Ankara Üniversitesi Tıp Fakültesi Gastroenteroloji Bilim Dalı Öğretim Üyesi Prof. Dr. Murat Törüner, Crohn Hastalığıyla ilgili Türkiye’de de referans merkezleri oluşmaya başladığını söyledi.
Aynı zamanda İnflamatuvar Barsak Hastalıkları Derneği Yönetim Kurulu Üyesi de olan Prof. Dr. Törüner, Türkiye’de Crohn hastalığı görülme sıklığının yüz binde 2,2 olduğunu ancak satılan ilaç sayısına bakıldığında bu sayının daha fazla olabileceğini kaydetti. Crohn hastalığı Yunanistan, Güney İtalya gibi Avrupa ülkelerinde ne kadar görülüyorsa Türkiye’de de o sıklıkta görüldüğünü belirten Törüner, “Hastalığın görülme sıklığı giderek artıyor. Türkiye’nin sosyoekonomik düzeyi arttıkça, daha çok işlenmiş gıdalar yendikçe, hastalık daha sık görülmeye başlandı. Bundan 10 yıl önce daha az komplike hastalıklar vardı ama artık giderek artan sayıda fistülizan Crohn hastalığı görülüyor. Daha komplike hastaları daha sık görmeye başladık” dedi.
Prof. Dr. Murat Törüner, Crohn hastalığının Türkiye’de az bilindiğini, bunun gastroenterelojide bile yakın zamana kadar çok üzerinde durulan bir hastalık olmadığını söyledi. Bu hastaların genel semptomlarına bakıldığında yüzde 80-90 oranında, üç aydan uzun süren ishal ve karın ağrısı olduğunu anlatan Törüner, “Ama ishali ve karın ağrısı olmadığı halde Crohn hastalığı olanlar da var. Tanısı da zor, şüphelenmek gerekiyor. Çünkü toplumda çok az görülüyor. Ama hem Türkiye’de ve hem de dünyada giderek artıyor” diye konuştu.

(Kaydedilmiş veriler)
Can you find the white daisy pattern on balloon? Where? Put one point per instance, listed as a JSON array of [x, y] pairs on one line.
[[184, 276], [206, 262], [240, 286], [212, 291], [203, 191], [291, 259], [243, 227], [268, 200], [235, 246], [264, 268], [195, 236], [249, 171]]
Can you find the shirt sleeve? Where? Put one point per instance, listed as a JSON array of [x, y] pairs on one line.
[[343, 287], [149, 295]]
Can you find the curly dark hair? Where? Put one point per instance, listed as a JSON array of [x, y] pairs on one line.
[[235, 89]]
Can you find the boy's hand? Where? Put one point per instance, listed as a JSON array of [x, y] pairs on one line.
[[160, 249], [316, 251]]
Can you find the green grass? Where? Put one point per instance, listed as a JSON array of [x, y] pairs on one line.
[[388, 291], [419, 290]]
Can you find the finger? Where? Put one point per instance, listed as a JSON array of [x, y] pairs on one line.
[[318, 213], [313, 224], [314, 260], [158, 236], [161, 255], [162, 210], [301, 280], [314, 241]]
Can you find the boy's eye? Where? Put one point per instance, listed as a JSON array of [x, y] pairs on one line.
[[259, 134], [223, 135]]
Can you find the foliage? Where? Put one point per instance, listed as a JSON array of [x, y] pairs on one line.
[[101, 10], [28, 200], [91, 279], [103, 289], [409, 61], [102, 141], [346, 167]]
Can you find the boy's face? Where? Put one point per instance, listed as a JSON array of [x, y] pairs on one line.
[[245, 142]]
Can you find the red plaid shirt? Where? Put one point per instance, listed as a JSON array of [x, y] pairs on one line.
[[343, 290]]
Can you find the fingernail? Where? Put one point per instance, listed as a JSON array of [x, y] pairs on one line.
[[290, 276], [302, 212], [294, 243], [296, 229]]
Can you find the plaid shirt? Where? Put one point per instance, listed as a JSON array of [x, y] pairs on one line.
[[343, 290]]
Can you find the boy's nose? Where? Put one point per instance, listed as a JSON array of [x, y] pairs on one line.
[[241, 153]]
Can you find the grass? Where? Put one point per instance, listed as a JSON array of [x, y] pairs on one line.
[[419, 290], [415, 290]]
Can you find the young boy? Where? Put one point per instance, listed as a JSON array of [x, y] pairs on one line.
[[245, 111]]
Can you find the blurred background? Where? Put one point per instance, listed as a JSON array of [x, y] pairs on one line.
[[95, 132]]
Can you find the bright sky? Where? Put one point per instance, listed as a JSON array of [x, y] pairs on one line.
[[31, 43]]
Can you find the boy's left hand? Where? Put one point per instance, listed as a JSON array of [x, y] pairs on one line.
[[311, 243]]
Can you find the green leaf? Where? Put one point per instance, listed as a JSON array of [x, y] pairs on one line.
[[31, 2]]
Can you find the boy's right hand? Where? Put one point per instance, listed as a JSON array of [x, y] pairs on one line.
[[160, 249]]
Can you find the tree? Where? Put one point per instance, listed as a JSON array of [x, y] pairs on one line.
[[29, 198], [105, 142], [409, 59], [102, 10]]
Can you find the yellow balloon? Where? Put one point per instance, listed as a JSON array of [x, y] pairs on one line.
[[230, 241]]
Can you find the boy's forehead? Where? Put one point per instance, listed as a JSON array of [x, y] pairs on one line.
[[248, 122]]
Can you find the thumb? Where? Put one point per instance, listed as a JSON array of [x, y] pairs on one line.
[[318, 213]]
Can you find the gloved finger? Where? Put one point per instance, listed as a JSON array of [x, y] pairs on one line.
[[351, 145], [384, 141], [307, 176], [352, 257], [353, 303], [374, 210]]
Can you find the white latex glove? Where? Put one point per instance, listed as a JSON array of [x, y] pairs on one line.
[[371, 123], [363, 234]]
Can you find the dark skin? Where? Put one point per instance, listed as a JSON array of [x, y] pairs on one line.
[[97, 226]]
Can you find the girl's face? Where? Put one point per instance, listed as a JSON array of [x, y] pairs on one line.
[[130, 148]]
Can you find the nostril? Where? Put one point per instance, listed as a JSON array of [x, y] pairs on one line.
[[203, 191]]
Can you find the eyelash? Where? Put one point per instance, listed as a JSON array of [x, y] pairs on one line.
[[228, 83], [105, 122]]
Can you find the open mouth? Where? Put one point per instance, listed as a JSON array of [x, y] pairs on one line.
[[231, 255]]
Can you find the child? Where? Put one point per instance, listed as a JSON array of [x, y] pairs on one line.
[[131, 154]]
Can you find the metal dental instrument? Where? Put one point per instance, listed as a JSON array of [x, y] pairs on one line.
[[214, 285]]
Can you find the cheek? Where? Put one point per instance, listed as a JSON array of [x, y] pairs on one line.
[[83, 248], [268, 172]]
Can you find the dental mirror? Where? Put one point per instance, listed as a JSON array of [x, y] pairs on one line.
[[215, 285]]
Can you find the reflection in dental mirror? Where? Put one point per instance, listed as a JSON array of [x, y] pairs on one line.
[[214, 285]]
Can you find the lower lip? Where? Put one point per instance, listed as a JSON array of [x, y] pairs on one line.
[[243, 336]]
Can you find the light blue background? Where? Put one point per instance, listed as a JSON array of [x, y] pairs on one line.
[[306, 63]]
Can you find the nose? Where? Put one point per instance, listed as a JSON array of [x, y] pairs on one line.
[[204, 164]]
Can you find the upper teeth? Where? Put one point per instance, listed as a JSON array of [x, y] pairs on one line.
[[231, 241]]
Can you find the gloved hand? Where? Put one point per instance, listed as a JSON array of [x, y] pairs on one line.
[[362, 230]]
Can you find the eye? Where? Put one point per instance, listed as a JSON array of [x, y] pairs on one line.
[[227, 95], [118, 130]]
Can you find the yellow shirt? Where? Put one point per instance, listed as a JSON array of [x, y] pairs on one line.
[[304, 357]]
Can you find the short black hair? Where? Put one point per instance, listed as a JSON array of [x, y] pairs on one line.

■ **Görev Tanımı A**
Crohn hastalığıyla ilgili metinde "Ankara Üniversitesi Tıp" sözlerinden "oluşmaya başladığını söyledi." sözlerine kadar uzanan bölümü kelimesi kelimesine kopyalayın.
■ **Görev Tanımı B**
Crohn hastalığı üzerine olan metnin devamını, son cümlesinden sonrasından başlayarak yazın.
Kayıtlar, metinden ayrı bir malzemedir.

■ **Yazılı Yanıt A**
Ankara Üniversitesi Tıp Fakültesi Gastroenteroloji Bilim Dalı Öğretim Üyesi Prof. Dr. Murat Törüner, Crohn Hastalığıyla ilgili Türkiye’de de referans merkezleri oluşmaya başladığını söyledi.

■ **Yazılı Yanıt B**
Bazı merkezler tecrübe biriktiriyor
Prof. Dr. Törüner, uygun merkezlere başvuran hastalara Avrupa standartlarında tedavi uygulanabildiğini dile getirdi.
ABD’de her merkezin Crohn hastalığını ve Ülseratif koliti tedavi edebildiğini ama bazı merkezlerin daha çok uzmanlaştığına dikkat çeken Törüner, şunları ifade etti:
“Mayo Clinic’e yılda bin Crohn hastası başvuruyor. Cleveland Clinic’e yılda 500-600 Crohn hastası geliyor. Buralar referans merkezlerine dönüşmüş durumda. O merkezler bu konuda daha çok uzmanlaşıyor, daha çok faz 2, faz 3, faz 4 çalışmalara katılıyor. Türkiye daha emekleme çağında, yeni yeni yürümeye başladık. Türkiye’deki bazı büyük merkezlerde, mesela Ankara Üniversitesi Tıp Fakültesinde, ABD’de uygulanan tedavinin aynısı uygulanabiliyor. Türkiye’de de referans merkezleri oluşmaya başladı. Biz de bu merkezlerden birisiyiz. İstanbul, Ankara ve İzmir’de bu konuyla uğraşan, hastalarını biriktiren ve bunların tecrübelerini paylaşan klinikler var. Bunlara da ihtiyaç giderek artacak.”